▸ **Task directions**
Could you repeat the material below word for word, starting at the line that contains "line as [487,310]." and ending at its final line?

[Start of Given records]

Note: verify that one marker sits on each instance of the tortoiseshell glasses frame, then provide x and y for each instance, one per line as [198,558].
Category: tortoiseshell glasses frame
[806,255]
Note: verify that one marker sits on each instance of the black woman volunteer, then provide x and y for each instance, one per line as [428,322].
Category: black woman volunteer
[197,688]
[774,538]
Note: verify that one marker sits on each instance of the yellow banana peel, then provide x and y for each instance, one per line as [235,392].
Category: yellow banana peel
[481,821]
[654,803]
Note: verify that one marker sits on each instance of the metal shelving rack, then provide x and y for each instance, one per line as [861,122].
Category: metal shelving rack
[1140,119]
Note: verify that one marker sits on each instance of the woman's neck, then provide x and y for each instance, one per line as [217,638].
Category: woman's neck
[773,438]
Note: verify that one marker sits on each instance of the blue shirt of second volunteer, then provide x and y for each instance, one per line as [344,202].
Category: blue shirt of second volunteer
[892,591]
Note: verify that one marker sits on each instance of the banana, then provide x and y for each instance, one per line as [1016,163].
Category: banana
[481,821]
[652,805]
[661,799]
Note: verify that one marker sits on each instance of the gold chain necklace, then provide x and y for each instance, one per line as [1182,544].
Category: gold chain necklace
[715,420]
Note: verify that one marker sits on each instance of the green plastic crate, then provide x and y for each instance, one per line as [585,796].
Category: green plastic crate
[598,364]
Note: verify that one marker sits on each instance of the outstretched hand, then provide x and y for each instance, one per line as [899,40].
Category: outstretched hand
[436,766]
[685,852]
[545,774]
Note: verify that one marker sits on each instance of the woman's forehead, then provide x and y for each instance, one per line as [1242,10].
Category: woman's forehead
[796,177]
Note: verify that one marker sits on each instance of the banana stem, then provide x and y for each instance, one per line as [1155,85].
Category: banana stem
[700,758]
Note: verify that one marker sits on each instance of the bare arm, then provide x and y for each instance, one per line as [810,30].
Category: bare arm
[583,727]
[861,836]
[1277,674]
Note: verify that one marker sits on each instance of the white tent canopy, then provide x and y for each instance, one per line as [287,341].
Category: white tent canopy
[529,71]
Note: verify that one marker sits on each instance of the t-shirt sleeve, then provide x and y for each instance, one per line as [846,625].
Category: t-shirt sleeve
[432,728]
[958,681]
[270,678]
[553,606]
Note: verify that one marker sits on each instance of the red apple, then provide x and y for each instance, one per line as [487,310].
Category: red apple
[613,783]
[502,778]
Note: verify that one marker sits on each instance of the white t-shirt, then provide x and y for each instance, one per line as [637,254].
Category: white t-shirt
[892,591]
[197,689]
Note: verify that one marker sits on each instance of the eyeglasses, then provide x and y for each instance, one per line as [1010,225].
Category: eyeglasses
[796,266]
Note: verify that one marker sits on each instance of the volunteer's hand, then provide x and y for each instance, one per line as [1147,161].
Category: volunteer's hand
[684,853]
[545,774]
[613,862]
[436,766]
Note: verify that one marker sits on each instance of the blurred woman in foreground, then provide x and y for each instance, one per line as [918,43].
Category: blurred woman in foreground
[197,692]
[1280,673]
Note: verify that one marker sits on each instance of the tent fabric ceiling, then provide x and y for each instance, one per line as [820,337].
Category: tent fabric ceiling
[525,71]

[End of Given records]

▸ **Task answer**
Note: verify that one marker sits on each instance of the red apple, then provide x and y for each instance, one per line as [487,310].
Category: red apple
[613,783]
[502,778]
Note: verify that one marker sits on each instance of the white t-shirt, then provide x and y for each instance, one per line as [637,254].
Category: white t-shirt
[892,591]
[197,689]
Note: verify that one marker sits on each instance of the eyeglasses, then provide x and y for each instance, one per line as [1010,225].
Category: eyeglasses
[796,266]
Note: verify that one marker sits on each instance of the volunteer's hand, then provide x and y for each instance, one per line as [1147,161].
Category: volunteer's hand
[684,853]
[545,774]
[613,862]
[436,766]
Note: verify that one marker sits on each instance of the blurred woman in foreground, then provide x and y for each instance, one per line as [918,43].
Category: blurred woman in foreground
[197,692]
[1280,673]
Note: verify that one marker sits on each instance of the tent fabric ceiling, then provide x and y for each instance, one per line as [820,337].
Category: tent fabric ceiling
[525,71]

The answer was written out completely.